● Data shown
<<<<

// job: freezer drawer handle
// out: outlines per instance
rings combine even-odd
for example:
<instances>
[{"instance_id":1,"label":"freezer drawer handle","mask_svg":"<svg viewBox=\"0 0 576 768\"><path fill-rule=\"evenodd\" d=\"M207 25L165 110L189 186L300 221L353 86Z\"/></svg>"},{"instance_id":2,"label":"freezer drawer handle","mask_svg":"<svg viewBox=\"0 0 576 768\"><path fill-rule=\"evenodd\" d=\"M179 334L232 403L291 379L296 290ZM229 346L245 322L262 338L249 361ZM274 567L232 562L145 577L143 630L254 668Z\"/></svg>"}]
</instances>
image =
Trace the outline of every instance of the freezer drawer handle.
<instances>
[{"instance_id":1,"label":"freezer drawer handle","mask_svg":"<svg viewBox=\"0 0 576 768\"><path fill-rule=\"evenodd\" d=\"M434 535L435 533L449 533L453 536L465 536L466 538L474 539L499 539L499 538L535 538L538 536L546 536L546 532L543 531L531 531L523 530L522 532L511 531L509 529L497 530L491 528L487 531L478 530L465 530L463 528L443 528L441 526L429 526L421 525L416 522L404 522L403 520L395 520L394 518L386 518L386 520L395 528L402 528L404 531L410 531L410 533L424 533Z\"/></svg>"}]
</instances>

>>>>
<<<<

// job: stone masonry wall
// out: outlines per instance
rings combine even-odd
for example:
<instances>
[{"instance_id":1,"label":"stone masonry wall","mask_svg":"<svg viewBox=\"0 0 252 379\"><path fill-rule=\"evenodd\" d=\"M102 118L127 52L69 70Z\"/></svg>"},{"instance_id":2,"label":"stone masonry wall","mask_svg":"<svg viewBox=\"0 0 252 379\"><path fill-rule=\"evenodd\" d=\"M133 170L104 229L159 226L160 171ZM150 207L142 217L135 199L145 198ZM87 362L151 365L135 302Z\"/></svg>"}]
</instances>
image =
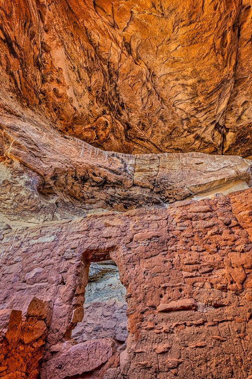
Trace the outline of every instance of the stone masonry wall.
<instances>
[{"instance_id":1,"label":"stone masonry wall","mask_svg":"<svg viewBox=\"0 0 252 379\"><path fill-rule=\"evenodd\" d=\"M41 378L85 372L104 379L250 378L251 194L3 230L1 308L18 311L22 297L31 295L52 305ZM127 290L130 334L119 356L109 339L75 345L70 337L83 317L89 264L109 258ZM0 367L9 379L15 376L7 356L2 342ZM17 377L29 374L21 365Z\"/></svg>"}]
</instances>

>>>>
<<<<

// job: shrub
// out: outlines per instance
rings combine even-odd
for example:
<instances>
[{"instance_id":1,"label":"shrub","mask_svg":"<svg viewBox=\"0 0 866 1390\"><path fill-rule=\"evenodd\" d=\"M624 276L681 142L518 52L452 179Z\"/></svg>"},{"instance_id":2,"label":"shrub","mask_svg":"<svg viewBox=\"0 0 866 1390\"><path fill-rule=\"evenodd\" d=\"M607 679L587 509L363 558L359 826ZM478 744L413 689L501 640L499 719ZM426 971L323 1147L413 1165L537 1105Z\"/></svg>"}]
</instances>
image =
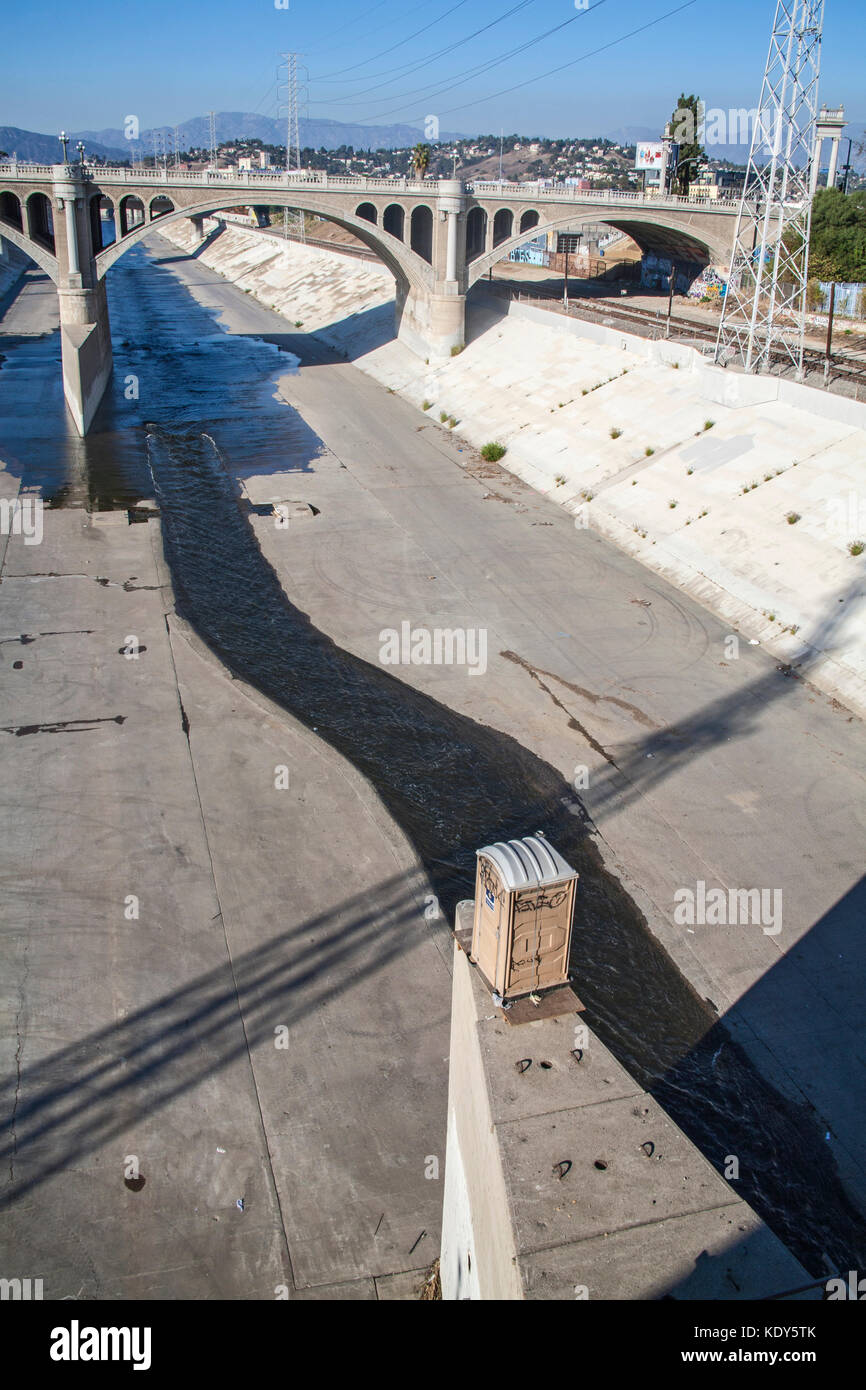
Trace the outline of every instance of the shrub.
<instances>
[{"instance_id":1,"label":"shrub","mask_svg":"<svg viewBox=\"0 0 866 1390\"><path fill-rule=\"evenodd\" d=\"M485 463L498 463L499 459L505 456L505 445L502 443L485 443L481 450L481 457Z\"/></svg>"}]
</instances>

>>>>

● What to work on
Count the lines in the listing above that contain the word "every", and reply with the number alone.

● Result
3